## Work to be completed
Rewrite every line of the material below, changing each "green shrub" to "green bush" and leaving everything else as it is.

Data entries
* * * *
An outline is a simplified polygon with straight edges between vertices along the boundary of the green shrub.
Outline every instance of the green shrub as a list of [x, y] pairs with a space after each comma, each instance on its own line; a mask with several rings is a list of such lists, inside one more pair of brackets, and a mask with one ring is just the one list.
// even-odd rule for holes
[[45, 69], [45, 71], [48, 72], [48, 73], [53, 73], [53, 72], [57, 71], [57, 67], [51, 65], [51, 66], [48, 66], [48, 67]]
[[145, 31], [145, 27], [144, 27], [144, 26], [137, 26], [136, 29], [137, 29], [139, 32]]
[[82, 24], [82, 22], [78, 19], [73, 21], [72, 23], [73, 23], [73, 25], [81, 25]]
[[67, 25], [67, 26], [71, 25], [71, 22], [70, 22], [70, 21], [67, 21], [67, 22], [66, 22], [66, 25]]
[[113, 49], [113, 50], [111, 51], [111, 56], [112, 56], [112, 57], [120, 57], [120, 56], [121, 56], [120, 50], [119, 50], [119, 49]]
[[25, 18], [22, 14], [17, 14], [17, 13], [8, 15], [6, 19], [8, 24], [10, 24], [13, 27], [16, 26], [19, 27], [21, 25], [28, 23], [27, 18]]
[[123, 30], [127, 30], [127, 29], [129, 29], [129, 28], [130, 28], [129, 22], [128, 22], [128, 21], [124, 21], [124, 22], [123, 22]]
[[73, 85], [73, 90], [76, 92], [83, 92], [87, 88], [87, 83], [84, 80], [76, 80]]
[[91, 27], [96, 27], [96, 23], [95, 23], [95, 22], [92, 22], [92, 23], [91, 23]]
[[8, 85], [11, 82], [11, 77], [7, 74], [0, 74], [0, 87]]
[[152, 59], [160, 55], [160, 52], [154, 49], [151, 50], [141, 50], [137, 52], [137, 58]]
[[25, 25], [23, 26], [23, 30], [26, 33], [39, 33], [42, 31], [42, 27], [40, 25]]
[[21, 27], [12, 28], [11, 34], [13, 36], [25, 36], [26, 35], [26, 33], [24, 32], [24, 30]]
* * * *
## Solution for this exercise
An outline is a simplified polygon with straight edges between vertices along the boundary of the green bush.
Outline every instance of the green bush as a list of [x, y] pairs with a space after each comma, each instance on its own line; a mask with several rings is a list of such lists, inside one more pair of brackets, and a mask with one ring is just the one list.
// even-odd rule for holes
[[45, 69], [45, 71], [48, 72], [48, 73], [53, 73], [53, 72], [57, 71], [57, 67], [51, 65], [51, 66], [48, 66], [48, 67]]
[[145, 31], [145, 27], [144, 27], [144, 26], [137, 26], [136, 29], [137, 29], [139, 32]]
[[82, 24], [82, 22], [78, 19], [73, 21], [72, 23], [73, 23], [73, 25], [81, 25]]
[[67, 25], [67, 26], [71, 25], [71, 22], [70, 22], [70, 21], [67, 21], [67, 22], [66, 22], [66, 25]]
[[113, 49], [113, 50], [111, 51], [111, 56], [112, 56], [112, 57], [120, 57], [120, 56], [121, 56], [120, 50], [119, 50], [119, 49]]
[[25, 18], [22, 14], [17, 14], [17, 13], [8, 15], [6, 19], [8, 24], [10, 24], [13, 27], [16, 26], [19, 27], [21, 25], [28, 23], [27, 18]]
[[123, 30], [127, 30], [127, 29], [129, 29], [129, 28], [130, 28], [129, 22], [128, 22], [128, 21], [124, 21], [124, 22], [123, 22]]
[[73, 85], [73, 90], [76, 92], [83, 92], [87, 88], [87, 83], [84, 80], [76, 80]]
[[91, 27], [96, 27], [96, 23], [95, 23], [95, 22], [92, 22], [92, 23], [91, 23]]
[[8, 85], [11, 82], [11, 77], [7, 74], [0, 74], [0, 87]]
[[152, 59], [160, 55], [160, 52], [154, 49], [151, 50], [141, 50], [137, 52], [137, 58]]
[[25, 25], [23, 26], [23, 30], [26, 33], [39, 33], [42, 31], [42, 27], [40, 25]]
[[21, 27], [12, 28], [11, 34], [13, 36], [25, 36], [26, 35], [26, 33], [24, 32], [24, 30]]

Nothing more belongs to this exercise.